Now that’s how to do a pilot!

Long-term readers of the Tachyon site may recall that I caused a bit of a stink back in March last year by having the temerity to treat the return of our beloved Doctor Who with something less than warm affection. Given the sixteen year gap it was perhaps inevitable that anything less than perfection was going to disappoint; and the feeling of emptiness following ‘Rose’ still causes a few wry memories to surface after all this time. Perhaps I was too close to be objective. Perhaps I just wanted too much too soon. Perhaps I just had my head up my canonical arse. Either way, I fell out with the Tachyon uber-meister himself, no less. And very nearly lost my posting rights.

I don’t think there’s any chance of that happening this time.

With all the requisite hype that anything - but anything - Doctor Who related engenders these days finally out of the way, I am very happy to report that Torchwood’s pilot is good. Make that very, very good.

Which is strange, seeing as it pretty much does everything that the Who reboot did last year. Only better.

The similarities hardly need to be underlined. Plucky every-girl gets drawn into a fantastical world of aliens, technology and life beyond the grave; and ultimately finds it more enticing than the ho-hum domesticity of work, boyfriends and lasagnes that she secretly yearns to escape. So far, so Rose Tyler; except that for once Russell T Davies seems to have acknowledged the criticism of his sometimes heavy-handed attempts to ground the fantastic in the everyday. Giving PC Gwen Cooper a life that dovetails neatly between her believable likeability and her new role for the Torchwood organisation.
------
▶ [STATED EXERCISE A]:
From the Torchwood review, extract the passage that opens with the words containing "Long-term readers of" and closes with "my posting rights.".
▶ [STATED EXERCISE B]:
According to the Torchwood review, how long was the gap before Doctor Who returned?
------
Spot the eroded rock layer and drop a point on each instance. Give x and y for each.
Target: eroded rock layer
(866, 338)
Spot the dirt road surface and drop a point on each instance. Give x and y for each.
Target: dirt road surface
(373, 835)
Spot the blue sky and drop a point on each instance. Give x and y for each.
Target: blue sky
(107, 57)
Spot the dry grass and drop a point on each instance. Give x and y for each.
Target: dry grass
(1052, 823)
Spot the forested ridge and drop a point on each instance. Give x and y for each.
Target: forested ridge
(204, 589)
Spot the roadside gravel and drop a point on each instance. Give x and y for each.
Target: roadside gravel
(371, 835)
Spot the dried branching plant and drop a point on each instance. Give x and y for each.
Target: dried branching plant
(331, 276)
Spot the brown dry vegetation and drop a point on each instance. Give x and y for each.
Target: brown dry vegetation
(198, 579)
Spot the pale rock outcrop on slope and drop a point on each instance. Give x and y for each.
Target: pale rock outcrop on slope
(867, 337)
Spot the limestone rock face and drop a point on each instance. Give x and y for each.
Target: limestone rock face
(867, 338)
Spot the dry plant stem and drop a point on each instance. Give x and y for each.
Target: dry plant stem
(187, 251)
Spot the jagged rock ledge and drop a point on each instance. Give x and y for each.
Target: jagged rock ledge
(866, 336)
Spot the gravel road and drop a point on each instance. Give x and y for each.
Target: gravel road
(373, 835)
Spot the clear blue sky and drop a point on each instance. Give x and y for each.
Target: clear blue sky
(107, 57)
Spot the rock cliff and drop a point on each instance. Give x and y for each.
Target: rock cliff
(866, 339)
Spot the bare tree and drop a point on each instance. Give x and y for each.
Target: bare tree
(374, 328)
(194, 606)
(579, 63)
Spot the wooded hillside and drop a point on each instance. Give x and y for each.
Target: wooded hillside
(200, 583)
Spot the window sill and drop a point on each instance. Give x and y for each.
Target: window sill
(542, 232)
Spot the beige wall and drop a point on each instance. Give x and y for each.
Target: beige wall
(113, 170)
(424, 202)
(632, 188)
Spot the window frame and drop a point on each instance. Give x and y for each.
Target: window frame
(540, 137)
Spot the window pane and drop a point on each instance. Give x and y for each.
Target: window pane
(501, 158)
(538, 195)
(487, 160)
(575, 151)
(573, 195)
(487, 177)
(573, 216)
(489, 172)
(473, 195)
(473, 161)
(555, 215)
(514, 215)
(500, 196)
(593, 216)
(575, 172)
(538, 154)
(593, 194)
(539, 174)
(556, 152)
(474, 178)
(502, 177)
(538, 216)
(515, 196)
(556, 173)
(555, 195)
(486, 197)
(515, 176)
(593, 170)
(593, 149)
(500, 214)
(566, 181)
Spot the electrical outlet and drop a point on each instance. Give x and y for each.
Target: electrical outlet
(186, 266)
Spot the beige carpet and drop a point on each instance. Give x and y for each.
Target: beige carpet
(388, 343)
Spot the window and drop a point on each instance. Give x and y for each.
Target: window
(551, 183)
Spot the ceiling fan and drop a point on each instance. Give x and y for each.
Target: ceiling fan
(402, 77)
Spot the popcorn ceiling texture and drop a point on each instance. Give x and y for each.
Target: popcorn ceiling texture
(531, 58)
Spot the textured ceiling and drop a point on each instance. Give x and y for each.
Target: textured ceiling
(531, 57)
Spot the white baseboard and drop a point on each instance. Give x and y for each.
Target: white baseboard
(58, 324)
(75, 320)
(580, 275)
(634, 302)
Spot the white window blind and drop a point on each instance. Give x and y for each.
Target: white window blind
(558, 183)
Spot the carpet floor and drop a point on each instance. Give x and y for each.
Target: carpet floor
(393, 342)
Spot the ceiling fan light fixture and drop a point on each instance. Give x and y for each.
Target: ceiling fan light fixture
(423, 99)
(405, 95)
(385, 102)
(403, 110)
------
▶ [RESPONSE A]:
Long-term readers of the Tachyon site may recall that I caused a bit of a stink back in March last year by having the temerity to treat the return of our beloved Doctor Who with something less than warm affection. Given the sixteen year gap it was perhaps inevitable that anything less than perfection was going to disappoint; and the feeling of emptiness following ‘Rose’ still causes a few wry memories to surface after all this time. Perhaps I was too close to be objective. Perhaps I just wanted too much too soon. Perhaps I just had my head up my canonical arse. Either way, I fell out with the Tachyon uber-meister himself, no less. And very nearly lost my posting rights.

▶ [RESPONSE B]:
Sixteen years.